REQUIREMENT 1: Extract every row that contains the word "white".

-- Start of SUPPLIED PASSAGE --

The fact that chief constables have in the past been called to court to justify their intrusive surveillance activity has been caused primarily because they were operating under administrative guidelines rather than legislation. The extended role of the commissioners that we propose largely removes the necessity for that sort of justification in court. In the Government's own proposals, and our proposals, there is a whole series of measures relating to the accountability of the commissioners, both in their action at the beginning with prior authorisation and in the way in which they consider the whole range of intrusive surveillance activity.
Nothing in our amendment takes away from the responsibility of the chief officer of police, which is provided in Clause 91, to satisfy himself that he is acting in accordance with the law in authorising his subordinate's application, which in turn goes for
approval to the commissioner, who is a senior judge. Our view is that there is no conflict between what is proposed for or by the commissioner and the rule of law.
Baroness Blatch: My Lords, again, with the leave of the House, that was not the question I asked. I was asking the noble Lord whether the authorising officer--in this case the commissioner, who would be or would have been a High Court judge--would be available to be called to the court to defend the authorisation and become embroiled in the criminal investigation, as opposed merely to defending the authorisation that was made. In other words, chief constables can be brought into court to defend their decisions and to answer questions that drag them straight into the investigative process. Is the noble Lord saying that this particular commissioner would not be available to do that or that in certain circumstances he would be?
Lord McIntosh of Haringey: My Lords, the Minister is in danger of raising matters which she should raise in her speech rather than by interrogation across the Table. The answer to that question is that we have deliberately not changed the wording in Clause 91; in other words, the authorising officer is still the chief officer of police, but he needs the prior approval of the commissioner. Therefore there is no question of the commissioner being called into court.
Lord Rodgers of Quarry Bank: My Lords, as the noble Lord, Lord McIntosh, has explained, for the convenience of the House I have grouped Amendment No. 26 with this group. I should perhaps make it clear now that, irrespective of the decision of the House on Amendment No. 24, my present intention is to test the opinion of the House on Amendment No. 26 when the time comes.
I say first to the noble Lord, Lord McIntosh, that I welcome his support, even at this late hour, for prior judicial authorisation of electronic surveillance. There is always joy when a sinner comes to repentance. I will not dwell on the long and clearly painful process through which the noble Lord has gone; I only say that I sympathise with him in relation to the difficulties created by his master in another place. Without pursuing that further, I only say--I must make this point--that my regret is that the practical proposals to which he has just referred in moving this amendment fall a long way short of what I would have hoped, given the conversion on the principle itself.

-- End of SUPPLIED PASSAGE --

REQUIREMENT 2: Write out the part of the surveillance debate starting at "Baroness Blatch: My" and ending at "he would be?".

-- Start of INPUT RECORDS --

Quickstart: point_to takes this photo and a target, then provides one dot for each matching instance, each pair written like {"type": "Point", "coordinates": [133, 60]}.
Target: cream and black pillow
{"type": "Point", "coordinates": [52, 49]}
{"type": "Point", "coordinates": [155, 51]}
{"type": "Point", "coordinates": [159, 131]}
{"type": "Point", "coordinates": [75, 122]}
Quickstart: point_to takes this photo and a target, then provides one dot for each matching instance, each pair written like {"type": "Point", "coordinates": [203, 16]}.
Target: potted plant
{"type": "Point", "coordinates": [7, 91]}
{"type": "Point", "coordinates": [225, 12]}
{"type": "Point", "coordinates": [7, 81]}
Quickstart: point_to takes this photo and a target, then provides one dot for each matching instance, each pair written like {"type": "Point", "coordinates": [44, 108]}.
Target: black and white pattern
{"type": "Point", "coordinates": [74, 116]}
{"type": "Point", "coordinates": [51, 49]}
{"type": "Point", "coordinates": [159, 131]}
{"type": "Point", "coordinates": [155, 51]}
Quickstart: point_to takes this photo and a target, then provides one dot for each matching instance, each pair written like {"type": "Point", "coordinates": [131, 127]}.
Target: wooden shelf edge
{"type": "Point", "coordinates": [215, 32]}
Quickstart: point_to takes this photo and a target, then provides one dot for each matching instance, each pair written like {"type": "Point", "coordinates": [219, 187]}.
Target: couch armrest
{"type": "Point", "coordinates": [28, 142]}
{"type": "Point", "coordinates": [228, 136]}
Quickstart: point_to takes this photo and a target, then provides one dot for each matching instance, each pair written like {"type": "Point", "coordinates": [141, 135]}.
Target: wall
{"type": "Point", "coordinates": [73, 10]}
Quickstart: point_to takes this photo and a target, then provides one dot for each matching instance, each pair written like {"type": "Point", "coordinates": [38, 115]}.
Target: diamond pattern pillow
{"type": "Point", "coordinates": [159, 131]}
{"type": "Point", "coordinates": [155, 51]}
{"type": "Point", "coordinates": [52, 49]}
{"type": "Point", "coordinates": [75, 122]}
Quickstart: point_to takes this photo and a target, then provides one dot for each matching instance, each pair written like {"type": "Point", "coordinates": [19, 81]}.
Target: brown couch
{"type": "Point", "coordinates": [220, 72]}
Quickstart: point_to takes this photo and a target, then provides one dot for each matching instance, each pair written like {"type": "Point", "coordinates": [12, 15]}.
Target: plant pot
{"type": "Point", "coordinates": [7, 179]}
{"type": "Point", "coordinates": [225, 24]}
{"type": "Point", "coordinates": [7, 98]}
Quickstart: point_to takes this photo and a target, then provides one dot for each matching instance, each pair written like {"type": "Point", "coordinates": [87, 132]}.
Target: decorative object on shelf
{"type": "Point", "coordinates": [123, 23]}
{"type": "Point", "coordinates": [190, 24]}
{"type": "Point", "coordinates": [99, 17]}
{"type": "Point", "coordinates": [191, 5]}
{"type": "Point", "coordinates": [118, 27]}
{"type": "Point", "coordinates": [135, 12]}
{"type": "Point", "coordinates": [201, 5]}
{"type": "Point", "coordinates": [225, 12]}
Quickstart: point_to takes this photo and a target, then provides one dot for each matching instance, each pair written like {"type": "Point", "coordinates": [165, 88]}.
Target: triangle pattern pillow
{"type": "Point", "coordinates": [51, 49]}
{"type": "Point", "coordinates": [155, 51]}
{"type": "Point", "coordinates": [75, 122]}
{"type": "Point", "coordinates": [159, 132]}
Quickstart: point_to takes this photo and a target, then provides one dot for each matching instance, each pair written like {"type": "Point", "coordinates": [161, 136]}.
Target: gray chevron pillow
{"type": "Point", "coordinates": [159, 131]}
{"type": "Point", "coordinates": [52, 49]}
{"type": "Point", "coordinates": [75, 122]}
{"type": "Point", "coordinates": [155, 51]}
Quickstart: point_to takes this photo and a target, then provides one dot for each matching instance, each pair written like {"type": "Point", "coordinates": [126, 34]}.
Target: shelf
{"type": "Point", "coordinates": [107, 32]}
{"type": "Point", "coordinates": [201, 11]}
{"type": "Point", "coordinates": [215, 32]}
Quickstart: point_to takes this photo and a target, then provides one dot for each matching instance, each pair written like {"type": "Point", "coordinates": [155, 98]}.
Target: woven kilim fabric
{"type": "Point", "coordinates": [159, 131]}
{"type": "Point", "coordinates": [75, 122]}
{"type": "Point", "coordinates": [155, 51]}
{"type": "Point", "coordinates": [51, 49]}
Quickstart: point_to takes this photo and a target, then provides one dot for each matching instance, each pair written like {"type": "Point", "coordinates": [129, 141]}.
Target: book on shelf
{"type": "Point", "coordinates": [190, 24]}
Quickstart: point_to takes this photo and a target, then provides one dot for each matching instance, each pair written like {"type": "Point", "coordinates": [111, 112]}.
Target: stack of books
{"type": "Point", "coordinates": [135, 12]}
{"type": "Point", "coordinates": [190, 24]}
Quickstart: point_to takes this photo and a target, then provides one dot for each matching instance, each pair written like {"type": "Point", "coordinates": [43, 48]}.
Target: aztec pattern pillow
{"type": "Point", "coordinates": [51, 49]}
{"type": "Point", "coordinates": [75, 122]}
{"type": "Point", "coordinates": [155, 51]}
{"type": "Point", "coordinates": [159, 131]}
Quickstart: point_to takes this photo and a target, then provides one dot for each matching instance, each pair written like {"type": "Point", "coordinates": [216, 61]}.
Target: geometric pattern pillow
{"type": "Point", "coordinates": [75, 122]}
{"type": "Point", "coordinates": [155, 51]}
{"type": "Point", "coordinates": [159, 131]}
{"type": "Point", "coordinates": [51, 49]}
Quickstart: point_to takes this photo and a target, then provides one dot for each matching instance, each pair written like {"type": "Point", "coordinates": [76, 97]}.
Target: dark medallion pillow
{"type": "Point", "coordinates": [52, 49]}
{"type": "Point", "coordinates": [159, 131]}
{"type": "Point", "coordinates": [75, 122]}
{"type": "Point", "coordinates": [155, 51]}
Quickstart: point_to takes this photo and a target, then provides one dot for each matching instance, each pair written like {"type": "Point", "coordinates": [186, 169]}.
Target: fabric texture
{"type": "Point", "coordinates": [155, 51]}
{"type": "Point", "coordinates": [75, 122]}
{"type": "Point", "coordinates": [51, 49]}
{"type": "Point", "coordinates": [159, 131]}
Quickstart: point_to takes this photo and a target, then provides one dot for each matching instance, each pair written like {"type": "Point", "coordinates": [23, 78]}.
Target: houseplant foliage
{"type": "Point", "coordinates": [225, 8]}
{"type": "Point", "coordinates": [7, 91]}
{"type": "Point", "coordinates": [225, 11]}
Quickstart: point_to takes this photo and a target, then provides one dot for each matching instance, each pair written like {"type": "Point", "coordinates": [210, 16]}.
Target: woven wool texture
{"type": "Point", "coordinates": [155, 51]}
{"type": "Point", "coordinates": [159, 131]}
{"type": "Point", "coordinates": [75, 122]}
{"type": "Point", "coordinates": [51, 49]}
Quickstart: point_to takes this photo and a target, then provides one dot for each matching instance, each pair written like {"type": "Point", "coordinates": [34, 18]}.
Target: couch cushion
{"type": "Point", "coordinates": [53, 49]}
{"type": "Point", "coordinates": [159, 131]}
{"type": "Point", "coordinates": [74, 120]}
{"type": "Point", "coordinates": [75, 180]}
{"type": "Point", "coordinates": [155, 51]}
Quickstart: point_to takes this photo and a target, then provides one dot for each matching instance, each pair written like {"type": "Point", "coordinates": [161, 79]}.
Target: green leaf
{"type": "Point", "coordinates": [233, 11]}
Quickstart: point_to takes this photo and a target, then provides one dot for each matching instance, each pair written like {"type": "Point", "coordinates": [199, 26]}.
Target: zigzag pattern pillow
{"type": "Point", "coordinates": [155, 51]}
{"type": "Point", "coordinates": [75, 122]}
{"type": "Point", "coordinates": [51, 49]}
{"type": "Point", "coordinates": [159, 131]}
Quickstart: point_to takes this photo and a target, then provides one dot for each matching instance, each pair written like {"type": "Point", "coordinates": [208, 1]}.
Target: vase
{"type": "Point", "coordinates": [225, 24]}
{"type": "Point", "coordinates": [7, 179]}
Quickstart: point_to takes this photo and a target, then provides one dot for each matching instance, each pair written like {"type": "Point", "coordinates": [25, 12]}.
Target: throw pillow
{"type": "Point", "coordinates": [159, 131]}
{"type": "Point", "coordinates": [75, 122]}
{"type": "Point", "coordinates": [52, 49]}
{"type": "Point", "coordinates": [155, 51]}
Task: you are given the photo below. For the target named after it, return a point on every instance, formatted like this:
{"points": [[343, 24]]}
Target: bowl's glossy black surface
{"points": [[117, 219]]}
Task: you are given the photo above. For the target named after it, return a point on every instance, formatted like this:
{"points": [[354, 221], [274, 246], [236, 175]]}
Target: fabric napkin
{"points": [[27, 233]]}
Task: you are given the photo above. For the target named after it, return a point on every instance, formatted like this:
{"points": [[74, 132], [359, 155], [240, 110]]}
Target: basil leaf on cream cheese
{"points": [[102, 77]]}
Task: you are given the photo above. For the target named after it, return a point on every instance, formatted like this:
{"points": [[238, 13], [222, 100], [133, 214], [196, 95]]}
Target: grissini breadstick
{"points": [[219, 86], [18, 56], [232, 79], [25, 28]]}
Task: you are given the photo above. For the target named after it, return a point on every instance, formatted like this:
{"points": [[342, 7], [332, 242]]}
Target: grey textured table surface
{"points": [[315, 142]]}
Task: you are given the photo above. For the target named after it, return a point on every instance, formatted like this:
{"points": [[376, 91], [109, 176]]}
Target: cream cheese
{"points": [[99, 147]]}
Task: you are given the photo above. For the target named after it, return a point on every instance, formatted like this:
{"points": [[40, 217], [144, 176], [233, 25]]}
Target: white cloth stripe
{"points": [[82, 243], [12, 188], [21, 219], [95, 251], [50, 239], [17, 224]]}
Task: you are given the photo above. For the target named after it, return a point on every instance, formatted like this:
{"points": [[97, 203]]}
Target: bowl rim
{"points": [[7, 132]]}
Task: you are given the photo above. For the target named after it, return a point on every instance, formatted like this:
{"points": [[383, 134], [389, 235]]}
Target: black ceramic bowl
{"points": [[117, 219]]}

-- End of INPUT RECORDS --

EXPECTED ANSWER 1:
Target: black and white pattern
Target: white cloth stripe

EXPECTED ANSWER 2:
Baroness Blatch: My Lords, again, with the leave of the House, that was not the question I asked. I was asking the noble Lord whether the authorising officer--in this case the commissioner, who would be or would have been a High Court judge--would be available to be called to the court to defend the authorisation and become embroiled in the criminal investigation, as opposed merely to defending the authorisation that was made. In other words, chief constables can be brought into court to defend their decisions and to answer questions that drag them straight into the investigative process. Is the noble Lord saying that this particular commissioner would not be available to do that or that in certain circumstances he would be?